• _YOUR INSTRUCTIONS_: The response must consist of the lines below from the one with "Mark the grassy" through the one with "Mark the flying", exactly as they appear and with both ends kept.

********

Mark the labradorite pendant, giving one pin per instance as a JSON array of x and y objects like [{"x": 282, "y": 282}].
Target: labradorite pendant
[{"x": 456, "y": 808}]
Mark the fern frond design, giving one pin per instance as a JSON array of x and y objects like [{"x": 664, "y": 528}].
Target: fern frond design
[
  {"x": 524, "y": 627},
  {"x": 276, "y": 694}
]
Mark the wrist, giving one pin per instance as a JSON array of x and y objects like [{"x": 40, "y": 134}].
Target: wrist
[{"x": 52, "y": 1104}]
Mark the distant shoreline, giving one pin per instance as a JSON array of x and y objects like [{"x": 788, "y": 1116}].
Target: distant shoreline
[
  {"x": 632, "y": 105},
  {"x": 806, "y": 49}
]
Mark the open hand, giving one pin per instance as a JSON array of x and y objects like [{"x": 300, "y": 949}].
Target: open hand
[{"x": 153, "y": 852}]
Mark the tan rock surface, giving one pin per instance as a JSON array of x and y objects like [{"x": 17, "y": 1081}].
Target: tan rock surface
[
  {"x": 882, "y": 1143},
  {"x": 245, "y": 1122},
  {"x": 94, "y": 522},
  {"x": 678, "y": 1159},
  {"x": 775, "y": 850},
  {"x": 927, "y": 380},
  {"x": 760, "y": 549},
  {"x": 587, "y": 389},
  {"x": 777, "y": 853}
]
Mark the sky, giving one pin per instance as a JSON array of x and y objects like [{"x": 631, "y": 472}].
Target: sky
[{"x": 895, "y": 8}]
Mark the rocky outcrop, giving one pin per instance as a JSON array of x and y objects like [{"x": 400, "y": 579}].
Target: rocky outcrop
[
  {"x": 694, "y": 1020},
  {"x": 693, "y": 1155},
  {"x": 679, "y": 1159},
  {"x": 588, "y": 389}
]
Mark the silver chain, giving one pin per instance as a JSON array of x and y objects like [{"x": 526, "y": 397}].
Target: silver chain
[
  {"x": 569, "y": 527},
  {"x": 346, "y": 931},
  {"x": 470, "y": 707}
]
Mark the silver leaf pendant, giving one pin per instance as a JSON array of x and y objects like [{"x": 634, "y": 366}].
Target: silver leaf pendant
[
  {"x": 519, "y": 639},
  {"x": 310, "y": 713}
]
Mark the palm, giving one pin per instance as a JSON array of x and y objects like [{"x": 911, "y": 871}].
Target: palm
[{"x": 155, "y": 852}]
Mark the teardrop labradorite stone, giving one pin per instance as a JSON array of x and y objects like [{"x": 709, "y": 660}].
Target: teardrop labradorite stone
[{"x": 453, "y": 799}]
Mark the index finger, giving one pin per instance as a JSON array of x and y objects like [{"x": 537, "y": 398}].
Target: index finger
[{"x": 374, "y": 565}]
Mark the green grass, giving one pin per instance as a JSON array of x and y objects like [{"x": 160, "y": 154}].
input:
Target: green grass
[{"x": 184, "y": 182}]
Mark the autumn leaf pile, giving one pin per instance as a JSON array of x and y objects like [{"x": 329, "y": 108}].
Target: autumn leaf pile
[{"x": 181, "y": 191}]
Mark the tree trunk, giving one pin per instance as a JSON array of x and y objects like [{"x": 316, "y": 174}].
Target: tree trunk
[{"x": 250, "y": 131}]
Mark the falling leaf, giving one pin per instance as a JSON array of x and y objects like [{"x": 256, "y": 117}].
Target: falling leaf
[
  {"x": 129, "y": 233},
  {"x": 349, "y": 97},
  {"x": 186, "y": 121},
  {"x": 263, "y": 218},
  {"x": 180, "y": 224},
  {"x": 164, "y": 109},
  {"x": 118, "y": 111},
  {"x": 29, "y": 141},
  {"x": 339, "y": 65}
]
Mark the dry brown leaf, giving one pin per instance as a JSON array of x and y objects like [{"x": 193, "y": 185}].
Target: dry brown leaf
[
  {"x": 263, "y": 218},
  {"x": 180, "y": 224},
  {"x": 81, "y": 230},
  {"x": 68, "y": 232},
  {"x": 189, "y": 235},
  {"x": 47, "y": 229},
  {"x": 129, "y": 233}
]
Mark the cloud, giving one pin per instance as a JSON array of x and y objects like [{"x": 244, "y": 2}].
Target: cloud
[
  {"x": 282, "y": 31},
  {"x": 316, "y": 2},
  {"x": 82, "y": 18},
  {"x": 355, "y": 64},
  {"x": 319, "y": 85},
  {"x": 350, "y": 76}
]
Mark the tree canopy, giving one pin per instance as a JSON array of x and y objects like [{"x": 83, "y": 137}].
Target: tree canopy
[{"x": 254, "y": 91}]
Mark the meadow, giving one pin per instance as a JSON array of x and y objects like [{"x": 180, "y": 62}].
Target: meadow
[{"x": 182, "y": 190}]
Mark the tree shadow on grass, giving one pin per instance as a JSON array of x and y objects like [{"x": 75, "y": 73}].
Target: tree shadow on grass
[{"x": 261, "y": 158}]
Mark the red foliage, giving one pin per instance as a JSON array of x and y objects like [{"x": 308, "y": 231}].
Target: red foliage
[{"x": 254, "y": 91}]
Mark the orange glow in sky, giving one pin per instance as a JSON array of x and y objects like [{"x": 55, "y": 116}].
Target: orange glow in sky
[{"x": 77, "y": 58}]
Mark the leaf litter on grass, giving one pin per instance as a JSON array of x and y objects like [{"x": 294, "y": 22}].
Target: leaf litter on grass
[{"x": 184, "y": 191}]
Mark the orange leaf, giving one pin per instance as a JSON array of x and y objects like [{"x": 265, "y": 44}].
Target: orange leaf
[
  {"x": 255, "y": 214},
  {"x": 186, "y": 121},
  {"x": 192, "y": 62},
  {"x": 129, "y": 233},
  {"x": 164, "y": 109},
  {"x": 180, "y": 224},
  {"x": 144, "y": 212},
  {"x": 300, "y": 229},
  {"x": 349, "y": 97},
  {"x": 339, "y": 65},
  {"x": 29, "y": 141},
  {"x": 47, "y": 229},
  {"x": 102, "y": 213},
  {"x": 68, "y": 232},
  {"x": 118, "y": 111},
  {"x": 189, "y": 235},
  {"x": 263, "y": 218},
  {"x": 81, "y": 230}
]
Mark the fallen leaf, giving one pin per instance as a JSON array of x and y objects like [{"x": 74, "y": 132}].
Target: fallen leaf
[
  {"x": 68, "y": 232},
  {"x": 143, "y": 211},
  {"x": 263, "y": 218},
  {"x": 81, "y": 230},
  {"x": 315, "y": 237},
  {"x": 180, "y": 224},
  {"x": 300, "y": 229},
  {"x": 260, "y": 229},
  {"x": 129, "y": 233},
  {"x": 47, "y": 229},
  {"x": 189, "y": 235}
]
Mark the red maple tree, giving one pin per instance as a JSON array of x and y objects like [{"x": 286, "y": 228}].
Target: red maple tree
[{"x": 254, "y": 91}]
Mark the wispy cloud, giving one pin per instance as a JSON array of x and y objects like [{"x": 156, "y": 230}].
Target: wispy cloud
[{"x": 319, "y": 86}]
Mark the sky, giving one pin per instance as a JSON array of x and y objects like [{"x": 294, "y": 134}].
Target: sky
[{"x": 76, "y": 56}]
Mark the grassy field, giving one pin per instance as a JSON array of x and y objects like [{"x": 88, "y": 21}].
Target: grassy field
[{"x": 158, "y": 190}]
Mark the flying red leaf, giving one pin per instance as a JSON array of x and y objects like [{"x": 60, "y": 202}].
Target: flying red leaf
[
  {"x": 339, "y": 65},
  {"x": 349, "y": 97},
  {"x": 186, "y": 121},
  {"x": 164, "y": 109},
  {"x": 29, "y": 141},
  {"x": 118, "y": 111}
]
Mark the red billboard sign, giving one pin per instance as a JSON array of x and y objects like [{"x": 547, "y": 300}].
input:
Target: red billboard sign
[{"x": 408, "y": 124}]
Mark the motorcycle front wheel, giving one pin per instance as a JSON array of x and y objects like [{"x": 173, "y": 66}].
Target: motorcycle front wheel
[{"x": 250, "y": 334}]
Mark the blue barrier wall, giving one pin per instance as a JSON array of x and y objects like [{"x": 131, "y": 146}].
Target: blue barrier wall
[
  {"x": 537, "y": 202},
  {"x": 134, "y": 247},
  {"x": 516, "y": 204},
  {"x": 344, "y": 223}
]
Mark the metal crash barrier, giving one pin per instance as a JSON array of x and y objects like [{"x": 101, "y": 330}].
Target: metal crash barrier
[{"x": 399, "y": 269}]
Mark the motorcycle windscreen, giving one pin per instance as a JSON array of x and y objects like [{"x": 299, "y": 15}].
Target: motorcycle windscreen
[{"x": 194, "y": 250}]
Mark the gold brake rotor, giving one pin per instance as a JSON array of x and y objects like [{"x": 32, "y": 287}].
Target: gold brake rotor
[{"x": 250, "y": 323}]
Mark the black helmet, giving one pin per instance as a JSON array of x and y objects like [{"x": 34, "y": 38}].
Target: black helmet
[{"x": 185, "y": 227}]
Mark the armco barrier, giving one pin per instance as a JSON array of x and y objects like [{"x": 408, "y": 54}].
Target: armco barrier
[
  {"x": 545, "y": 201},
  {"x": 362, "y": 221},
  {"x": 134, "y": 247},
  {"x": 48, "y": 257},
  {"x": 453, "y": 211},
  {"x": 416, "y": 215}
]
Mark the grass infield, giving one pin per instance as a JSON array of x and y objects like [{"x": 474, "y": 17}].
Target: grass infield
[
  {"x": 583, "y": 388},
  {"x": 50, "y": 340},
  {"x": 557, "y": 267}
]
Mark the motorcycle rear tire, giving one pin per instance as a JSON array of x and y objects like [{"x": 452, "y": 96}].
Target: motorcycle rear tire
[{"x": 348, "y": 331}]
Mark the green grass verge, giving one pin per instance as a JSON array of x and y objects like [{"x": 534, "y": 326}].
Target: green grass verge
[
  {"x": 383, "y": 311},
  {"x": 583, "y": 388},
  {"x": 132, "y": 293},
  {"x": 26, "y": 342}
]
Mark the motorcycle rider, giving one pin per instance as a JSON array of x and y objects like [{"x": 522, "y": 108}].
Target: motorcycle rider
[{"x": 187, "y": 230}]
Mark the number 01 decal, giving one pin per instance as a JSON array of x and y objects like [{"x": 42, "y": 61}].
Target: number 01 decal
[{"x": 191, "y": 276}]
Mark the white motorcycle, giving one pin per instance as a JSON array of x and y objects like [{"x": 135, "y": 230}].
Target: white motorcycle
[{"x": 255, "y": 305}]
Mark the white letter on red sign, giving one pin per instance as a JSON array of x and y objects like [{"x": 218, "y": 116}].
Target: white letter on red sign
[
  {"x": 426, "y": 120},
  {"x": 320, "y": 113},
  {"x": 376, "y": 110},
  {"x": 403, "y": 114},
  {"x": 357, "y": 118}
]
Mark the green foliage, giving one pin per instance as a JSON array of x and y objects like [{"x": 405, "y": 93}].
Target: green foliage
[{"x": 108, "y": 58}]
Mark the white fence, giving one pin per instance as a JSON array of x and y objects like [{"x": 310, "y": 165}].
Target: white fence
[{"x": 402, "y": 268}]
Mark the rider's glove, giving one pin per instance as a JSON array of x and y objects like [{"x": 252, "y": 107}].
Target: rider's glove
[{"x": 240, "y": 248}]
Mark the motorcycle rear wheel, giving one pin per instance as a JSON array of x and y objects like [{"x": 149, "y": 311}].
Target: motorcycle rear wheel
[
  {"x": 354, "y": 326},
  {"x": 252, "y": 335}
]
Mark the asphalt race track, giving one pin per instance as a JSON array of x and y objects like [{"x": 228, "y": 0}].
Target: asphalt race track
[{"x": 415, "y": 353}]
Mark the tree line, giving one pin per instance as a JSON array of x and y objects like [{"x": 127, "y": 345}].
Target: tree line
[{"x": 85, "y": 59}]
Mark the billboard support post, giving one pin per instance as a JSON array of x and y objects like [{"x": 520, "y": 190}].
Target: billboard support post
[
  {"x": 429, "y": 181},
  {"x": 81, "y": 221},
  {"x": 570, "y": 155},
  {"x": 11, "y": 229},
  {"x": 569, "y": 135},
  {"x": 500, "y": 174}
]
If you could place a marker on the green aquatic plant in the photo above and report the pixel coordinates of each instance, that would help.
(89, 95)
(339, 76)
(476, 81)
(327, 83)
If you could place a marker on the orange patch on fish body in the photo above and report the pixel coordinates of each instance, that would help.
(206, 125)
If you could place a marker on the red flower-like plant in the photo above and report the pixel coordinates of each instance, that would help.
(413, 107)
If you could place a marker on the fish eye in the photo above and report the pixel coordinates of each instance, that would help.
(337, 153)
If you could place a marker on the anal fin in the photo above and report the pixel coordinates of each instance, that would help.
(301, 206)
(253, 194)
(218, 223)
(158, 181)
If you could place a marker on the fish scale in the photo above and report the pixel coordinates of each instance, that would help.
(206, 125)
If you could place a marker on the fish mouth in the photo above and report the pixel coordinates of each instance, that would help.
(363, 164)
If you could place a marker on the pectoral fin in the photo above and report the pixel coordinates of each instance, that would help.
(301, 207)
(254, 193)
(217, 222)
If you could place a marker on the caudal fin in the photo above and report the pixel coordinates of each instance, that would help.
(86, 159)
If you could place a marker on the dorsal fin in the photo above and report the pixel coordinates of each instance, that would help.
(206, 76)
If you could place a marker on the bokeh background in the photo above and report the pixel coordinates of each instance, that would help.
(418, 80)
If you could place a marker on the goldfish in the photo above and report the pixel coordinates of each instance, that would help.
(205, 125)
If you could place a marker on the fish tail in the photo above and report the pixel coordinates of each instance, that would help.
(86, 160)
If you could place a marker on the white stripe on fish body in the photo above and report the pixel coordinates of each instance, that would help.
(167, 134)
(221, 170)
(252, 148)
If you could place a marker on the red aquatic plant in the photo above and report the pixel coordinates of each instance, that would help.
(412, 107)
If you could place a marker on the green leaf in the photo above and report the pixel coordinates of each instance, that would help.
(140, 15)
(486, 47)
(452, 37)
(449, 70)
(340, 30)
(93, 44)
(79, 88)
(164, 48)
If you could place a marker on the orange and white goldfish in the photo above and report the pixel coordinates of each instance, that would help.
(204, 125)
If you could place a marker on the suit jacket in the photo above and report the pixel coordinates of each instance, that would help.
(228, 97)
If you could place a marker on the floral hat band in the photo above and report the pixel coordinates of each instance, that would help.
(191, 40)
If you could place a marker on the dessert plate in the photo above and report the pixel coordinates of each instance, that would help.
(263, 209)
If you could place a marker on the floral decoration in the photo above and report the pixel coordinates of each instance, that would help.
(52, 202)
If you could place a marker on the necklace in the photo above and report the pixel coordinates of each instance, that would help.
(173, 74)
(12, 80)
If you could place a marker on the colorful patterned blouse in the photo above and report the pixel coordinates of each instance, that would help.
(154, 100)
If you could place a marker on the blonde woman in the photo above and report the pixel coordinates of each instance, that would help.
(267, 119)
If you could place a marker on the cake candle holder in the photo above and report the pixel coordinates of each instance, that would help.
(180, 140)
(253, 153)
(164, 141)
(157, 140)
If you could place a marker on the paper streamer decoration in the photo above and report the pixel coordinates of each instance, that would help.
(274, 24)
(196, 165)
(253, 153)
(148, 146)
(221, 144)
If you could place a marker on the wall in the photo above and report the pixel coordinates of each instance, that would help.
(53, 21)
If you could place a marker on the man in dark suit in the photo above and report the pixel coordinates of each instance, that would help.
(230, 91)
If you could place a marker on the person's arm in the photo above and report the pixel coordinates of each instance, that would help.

********

• _SOLUTION TO THIS EXERCISE_:
Mark the grassy field, giving one pin per instance as a JSON array of x and y objects like [{"x": 88, "y": 21}].
Target: grassy field
[{"x": 158, "y": 190}]
Mark the flying red leaf, giving one pin per instance as a JSON array of x and y objects like [{"x": 60, "y": 202}].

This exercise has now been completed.